▶ _Exercise requirements_
Reproduce, word for word, the lines of the items below, starting with the line that contains "stone floor, formatted" and running through the end of the items, with both ends included.

▶ _Source data_
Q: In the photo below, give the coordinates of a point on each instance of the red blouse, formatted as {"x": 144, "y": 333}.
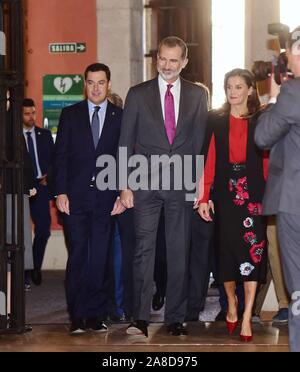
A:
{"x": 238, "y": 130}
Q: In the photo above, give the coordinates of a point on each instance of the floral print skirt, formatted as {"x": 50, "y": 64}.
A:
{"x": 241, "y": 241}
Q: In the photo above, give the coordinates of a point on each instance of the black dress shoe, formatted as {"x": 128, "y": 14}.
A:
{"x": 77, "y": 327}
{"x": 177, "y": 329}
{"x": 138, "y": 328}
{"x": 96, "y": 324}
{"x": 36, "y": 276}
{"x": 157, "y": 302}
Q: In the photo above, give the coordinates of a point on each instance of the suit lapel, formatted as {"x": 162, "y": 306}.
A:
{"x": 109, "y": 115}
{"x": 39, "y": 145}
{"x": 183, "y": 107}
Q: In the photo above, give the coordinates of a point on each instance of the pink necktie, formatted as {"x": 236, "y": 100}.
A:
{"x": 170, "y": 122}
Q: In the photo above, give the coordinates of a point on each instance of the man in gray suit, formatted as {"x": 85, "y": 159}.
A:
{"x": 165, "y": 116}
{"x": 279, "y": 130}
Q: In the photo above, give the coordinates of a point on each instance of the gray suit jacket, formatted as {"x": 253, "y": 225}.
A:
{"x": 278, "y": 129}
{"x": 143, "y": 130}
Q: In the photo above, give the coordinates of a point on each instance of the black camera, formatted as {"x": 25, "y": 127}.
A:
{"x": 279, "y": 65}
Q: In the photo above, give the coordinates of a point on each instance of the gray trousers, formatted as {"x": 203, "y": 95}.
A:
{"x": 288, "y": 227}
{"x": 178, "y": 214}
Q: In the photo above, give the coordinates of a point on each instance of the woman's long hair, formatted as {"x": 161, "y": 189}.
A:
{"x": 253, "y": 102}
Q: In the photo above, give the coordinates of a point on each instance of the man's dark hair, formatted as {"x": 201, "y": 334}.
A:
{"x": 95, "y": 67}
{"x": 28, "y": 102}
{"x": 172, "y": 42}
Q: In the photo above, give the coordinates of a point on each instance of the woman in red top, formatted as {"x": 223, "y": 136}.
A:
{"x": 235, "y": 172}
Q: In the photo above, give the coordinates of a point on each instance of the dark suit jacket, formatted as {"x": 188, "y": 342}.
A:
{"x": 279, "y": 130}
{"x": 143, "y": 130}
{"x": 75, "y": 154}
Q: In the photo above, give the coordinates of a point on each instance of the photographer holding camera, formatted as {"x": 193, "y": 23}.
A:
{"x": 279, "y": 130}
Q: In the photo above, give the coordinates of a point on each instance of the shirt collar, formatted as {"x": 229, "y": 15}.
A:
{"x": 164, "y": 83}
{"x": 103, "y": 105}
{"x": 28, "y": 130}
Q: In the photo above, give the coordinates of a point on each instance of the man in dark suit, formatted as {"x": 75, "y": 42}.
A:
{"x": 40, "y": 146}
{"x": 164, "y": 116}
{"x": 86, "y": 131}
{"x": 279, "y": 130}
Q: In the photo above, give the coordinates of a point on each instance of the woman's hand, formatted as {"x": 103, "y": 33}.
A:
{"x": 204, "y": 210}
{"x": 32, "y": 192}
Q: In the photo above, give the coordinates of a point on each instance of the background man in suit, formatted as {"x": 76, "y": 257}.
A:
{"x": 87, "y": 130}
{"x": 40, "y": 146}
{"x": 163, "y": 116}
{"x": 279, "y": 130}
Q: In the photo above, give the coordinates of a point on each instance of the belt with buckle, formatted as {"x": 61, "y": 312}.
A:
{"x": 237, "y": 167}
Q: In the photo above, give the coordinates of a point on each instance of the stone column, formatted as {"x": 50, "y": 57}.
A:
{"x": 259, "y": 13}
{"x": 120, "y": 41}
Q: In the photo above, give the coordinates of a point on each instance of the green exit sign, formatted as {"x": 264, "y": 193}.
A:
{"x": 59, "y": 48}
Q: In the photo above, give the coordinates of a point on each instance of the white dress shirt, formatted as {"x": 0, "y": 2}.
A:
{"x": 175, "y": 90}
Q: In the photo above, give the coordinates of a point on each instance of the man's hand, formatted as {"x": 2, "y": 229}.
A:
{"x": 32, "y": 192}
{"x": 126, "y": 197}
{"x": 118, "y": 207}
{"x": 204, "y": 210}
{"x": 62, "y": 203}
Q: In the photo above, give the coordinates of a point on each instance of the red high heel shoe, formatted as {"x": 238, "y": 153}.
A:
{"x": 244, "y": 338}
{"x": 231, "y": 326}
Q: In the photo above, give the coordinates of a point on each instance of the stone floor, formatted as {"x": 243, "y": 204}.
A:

▶ _Answer to this task_
Q: In the photo above, give the coordinates of a point on each instance of the stone floor, formatted as {"x": 243, "y": 204}.
A:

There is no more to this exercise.